WHAT YOU WILL DO: Transcribe exactly, and only, the lines from the one containing "Query: black eye" through the last line of the data.

TASK MATERIAL:
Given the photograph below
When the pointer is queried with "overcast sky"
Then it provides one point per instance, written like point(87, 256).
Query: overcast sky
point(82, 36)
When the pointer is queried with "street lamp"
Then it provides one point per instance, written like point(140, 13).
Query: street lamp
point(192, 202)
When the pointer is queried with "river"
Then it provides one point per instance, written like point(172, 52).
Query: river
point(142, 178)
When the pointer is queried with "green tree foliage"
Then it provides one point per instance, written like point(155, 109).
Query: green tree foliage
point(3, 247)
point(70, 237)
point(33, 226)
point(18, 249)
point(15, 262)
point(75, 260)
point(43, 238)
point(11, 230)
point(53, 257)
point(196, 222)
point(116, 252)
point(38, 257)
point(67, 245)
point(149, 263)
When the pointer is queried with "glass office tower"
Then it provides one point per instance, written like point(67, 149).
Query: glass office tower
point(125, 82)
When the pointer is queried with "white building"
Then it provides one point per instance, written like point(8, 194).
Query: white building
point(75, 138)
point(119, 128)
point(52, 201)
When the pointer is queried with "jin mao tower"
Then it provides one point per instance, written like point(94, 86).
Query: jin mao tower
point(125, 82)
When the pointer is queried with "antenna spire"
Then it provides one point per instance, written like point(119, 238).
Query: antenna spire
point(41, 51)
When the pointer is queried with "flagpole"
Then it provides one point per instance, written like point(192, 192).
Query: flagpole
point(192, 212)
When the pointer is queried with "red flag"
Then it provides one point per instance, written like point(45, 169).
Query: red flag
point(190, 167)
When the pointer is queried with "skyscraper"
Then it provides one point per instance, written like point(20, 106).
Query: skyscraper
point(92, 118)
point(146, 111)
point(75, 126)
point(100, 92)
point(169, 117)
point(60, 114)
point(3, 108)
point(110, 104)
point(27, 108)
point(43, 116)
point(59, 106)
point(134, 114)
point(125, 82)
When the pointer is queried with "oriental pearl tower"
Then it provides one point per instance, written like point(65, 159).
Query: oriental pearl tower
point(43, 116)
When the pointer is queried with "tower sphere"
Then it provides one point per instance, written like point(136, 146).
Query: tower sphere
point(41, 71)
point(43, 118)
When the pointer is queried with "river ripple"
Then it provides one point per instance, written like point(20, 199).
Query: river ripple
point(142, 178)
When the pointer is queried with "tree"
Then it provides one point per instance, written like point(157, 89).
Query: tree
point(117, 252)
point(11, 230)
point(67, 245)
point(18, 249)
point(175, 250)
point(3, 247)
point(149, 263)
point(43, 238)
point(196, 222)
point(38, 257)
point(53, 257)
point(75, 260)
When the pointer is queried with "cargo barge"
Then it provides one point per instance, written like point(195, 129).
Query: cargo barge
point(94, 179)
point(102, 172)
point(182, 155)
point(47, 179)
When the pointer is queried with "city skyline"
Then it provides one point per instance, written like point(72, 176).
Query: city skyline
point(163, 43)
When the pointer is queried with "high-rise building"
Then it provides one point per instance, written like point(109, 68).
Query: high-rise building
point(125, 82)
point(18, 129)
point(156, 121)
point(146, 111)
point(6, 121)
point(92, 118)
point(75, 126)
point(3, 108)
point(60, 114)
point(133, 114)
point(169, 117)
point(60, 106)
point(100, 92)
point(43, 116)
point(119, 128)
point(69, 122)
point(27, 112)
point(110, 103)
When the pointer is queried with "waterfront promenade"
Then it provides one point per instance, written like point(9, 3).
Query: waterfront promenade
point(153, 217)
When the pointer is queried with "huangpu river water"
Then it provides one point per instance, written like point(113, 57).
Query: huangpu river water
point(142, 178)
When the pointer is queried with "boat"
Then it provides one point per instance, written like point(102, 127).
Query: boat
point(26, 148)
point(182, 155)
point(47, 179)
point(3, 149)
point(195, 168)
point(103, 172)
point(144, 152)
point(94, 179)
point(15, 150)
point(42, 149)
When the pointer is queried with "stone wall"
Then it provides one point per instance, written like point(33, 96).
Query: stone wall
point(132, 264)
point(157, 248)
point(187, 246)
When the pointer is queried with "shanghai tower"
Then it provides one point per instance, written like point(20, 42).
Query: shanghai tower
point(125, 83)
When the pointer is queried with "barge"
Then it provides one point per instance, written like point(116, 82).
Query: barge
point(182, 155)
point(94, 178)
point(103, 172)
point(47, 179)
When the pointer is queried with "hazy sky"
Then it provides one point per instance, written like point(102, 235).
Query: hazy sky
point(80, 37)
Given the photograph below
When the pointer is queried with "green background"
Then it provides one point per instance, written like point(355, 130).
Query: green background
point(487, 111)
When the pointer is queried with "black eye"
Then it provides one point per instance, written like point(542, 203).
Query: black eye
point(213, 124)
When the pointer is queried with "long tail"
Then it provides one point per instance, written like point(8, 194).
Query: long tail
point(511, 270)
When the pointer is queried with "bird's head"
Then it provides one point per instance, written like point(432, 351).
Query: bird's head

SOLUTION TO THE EXERCISE:
Query: black eye
point(213, 124)
When the pointer is queried with "long tail"
Then it provides one point per instance, written like point(8, 194).
Query: long tail
point(511, 270)
When the pointer is queried with "bird's head"
Then it provides one point per instance, written like point(432, 351).
Query: bird's head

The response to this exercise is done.